Dataset entries:
------------

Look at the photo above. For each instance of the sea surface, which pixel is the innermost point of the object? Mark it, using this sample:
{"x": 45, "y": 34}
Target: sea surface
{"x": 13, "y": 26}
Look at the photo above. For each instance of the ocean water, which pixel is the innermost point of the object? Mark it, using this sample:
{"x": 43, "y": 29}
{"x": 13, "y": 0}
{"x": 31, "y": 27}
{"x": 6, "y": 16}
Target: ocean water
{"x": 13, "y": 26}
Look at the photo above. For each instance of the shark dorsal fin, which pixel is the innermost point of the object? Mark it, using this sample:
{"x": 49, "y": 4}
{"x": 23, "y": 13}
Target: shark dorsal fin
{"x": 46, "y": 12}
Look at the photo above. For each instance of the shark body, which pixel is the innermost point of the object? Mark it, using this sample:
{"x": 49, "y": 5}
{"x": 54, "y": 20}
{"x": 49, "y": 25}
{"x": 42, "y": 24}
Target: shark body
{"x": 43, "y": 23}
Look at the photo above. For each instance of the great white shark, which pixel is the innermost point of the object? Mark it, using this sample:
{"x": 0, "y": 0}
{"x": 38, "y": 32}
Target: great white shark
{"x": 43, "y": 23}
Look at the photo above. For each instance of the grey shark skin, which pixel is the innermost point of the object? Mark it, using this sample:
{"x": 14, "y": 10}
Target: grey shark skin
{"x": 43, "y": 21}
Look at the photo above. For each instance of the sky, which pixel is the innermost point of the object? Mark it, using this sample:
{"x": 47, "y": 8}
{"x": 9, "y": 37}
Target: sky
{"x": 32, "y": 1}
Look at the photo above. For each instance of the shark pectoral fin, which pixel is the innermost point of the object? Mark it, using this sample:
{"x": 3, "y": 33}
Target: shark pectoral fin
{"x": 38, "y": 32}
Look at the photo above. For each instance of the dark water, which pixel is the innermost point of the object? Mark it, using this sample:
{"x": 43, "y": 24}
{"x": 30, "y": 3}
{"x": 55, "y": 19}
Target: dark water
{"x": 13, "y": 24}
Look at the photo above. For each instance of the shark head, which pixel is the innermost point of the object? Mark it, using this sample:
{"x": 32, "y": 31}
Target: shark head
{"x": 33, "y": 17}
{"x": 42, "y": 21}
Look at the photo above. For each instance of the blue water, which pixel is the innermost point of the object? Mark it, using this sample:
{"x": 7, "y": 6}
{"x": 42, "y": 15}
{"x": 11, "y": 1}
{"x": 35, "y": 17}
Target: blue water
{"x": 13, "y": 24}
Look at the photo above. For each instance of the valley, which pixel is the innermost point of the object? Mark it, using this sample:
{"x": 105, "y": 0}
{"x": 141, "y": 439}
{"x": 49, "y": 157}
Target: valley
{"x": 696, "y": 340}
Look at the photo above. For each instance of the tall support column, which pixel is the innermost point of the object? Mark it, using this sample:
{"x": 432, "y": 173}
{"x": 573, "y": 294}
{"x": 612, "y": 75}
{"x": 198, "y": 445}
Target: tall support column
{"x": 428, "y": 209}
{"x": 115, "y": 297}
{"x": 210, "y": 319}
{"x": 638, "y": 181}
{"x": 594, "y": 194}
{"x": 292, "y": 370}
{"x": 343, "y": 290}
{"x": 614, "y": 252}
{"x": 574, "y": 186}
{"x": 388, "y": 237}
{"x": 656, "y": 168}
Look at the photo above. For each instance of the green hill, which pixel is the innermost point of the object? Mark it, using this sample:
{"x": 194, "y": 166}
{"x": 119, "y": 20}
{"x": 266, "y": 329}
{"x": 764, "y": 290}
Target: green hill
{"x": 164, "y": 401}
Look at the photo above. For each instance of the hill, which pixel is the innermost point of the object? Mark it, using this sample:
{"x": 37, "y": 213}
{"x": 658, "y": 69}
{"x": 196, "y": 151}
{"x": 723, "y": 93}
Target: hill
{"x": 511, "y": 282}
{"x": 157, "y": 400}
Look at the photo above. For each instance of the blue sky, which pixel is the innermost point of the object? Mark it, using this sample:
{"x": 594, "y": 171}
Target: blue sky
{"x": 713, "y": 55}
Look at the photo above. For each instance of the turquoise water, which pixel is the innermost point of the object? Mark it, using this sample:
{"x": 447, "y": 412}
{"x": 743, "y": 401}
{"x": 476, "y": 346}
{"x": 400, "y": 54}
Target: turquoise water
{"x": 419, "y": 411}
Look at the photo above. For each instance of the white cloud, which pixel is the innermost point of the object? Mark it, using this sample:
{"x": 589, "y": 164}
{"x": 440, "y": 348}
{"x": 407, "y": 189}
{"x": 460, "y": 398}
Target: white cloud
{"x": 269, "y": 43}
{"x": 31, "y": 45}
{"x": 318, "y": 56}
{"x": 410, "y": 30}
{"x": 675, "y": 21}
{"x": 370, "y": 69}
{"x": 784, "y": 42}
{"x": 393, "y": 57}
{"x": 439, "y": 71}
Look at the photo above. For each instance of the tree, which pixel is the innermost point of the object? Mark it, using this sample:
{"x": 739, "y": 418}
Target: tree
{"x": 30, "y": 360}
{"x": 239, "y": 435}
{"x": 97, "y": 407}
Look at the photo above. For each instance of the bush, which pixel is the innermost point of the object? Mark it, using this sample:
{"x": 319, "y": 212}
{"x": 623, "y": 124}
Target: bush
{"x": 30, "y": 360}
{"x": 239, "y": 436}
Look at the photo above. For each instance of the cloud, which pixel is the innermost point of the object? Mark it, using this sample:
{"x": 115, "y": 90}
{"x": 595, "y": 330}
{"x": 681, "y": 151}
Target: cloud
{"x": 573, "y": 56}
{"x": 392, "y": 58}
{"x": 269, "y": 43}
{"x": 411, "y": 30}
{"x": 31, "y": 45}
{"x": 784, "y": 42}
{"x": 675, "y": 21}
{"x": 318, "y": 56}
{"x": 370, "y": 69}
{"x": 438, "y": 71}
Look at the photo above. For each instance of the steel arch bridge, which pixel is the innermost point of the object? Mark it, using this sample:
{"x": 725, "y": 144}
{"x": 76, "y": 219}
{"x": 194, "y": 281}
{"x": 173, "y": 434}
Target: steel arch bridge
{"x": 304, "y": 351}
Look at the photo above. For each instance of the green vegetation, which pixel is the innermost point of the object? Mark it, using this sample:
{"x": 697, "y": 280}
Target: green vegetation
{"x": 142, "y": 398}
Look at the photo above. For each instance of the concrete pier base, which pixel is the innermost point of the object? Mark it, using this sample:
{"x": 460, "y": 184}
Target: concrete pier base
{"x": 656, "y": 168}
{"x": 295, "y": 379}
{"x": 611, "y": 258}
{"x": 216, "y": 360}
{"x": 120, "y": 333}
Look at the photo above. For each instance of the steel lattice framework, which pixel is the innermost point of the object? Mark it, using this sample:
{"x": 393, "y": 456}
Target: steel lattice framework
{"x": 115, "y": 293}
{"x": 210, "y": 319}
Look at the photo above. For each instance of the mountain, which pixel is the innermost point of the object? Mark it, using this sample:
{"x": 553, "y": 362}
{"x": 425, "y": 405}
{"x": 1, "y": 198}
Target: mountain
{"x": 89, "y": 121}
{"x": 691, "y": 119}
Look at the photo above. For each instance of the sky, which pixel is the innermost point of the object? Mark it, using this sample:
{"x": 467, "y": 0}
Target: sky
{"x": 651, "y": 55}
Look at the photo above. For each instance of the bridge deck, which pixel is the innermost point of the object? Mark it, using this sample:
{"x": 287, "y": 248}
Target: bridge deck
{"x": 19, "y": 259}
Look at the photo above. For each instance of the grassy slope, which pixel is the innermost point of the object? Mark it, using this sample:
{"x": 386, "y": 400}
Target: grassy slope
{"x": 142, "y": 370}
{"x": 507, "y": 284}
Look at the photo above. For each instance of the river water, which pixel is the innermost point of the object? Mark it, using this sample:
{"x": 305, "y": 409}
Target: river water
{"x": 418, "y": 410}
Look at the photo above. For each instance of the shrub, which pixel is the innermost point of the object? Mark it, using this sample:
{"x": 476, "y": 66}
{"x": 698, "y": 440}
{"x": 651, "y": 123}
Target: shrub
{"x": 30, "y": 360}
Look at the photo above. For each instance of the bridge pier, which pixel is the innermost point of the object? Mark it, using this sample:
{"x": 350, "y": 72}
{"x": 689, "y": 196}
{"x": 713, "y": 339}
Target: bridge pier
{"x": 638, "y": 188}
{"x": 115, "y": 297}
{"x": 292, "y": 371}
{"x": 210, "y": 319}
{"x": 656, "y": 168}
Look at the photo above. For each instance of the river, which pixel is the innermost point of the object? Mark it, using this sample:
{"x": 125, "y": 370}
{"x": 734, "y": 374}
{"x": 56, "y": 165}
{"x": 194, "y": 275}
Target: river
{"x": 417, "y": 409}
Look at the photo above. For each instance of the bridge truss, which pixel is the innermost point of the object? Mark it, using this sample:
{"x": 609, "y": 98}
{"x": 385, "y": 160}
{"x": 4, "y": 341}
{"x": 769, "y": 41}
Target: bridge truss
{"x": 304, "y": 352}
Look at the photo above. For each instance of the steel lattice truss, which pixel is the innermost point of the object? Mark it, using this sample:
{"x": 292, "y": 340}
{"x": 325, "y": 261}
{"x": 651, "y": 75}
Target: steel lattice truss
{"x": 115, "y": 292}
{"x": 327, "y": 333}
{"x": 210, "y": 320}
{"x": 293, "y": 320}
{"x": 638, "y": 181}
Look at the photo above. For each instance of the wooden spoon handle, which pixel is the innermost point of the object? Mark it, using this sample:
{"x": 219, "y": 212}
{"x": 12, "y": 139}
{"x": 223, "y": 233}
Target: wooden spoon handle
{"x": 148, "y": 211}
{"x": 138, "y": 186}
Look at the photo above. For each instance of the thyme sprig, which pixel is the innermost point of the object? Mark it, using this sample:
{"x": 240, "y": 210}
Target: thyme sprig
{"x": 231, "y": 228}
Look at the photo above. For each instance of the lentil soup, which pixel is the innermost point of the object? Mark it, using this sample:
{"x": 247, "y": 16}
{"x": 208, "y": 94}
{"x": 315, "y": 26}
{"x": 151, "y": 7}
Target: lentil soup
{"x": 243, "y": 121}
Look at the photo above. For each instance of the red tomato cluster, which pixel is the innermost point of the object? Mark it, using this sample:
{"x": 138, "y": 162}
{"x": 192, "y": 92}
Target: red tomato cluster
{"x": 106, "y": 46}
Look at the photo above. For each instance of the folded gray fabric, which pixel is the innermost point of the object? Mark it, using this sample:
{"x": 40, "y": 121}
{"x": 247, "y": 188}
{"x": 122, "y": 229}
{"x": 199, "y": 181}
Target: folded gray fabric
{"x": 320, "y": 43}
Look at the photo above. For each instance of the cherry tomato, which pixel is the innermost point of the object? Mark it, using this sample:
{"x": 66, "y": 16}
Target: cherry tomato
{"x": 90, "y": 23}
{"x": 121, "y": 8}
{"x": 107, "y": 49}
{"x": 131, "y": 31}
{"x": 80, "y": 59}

------------

● TASK STATEMENT
Retype everything from the line containing "Look at the photo above. For each instance of the lentil" down to the final line above, including both, without changing anything.

● SOLUTION FOR THIS PROBLEM
Look at the photo above. For each instance of the lentil soup, which pixel is the innermost point of the object? Mark it, using this sample:
{"x": 247, "y": 16}
{"x": 208, "y": 94}
{"x": 315, "y": 26}
{"x": 151, "y": 7}
Target: lentil soup
{"x": 243, "y": 121}
Look at the photo above. For each instance of the red tomato cluster, which pixel is the innermost point of the object? Mark it, using this sample:
{"x": 138, "y": 162}
{"x": 192, "y": 92}
Target: red tomato cluster
{"x": 106, "y": 46}
Look at the photo above. For each instance of the folded gray fabric, which pixel is the innermost point of the object? Mark it, using this sample:
{"x": 40, "y": 121}
{"x": 247, "y": 188}
{"x": 122, "y": 229}
{"x": 199, "y": 181}
Target: folded gray fabric
{"x": 320, "y": 43}
Look at the photo above. For each instance of the cherry tomato, which pixel is the innermost point of the object? Mark it, using this sample:
{"x": 66, "y": 16}
Target: cherry tomato
{"x": 90, "y": 23}
{"x": 121, "y": 8}
{"x": 107, "y": 49}
{"x": 131, "y": 31}
{"x": 80, "y": 59}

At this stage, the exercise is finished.